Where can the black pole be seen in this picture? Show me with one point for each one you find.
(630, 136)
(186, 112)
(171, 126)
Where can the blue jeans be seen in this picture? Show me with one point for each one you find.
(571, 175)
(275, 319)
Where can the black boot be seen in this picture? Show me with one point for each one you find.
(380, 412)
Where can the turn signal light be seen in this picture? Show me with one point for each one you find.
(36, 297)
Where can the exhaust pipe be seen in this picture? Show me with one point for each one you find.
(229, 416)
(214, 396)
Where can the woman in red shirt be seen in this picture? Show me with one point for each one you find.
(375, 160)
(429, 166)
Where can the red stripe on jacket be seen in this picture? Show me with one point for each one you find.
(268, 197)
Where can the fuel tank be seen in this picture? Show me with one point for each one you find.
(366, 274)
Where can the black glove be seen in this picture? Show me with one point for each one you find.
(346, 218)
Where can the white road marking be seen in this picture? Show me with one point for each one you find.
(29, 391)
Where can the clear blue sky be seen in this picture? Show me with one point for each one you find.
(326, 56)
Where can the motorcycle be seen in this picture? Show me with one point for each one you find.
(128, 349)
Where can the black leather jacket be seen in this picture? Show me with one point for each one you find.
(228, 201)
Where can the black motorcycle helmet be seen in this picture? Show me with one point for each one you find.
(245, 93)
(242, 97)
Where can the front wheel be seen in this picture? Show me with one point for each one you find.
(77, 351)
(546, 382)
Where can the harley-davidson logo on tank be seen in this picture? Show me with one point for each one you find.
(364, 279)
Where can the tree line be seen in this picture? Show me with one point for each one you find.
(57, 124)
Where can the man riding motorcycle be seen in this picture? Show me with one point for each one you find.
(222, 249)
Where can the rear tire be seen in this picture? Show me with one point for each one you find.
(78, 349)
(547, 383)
************
Reproduce the data above word for word, starting at the line containing "Where can the front" and continuing through the last line of the data.

▸ **FINAL RESULT**
Where can the front wheel be seen in this picture? Show me with one point for each one you find.
(77, 351)
(546, 382)
Where can the harley-davidson logo on tank be seen in this picture? Show me with one point for each one you find.
(364, 279)
Where can the tree line be seen in this picture? Show me with one point for each one you find.
(57, 124)
Where can the man riding motorcycle be seen in this picture? Show me with one point for each one you find.
(222, 249)
Where can the rear tire be seen in this picture? Show me with one point for each one you find.
(78, 349)
(547, 383)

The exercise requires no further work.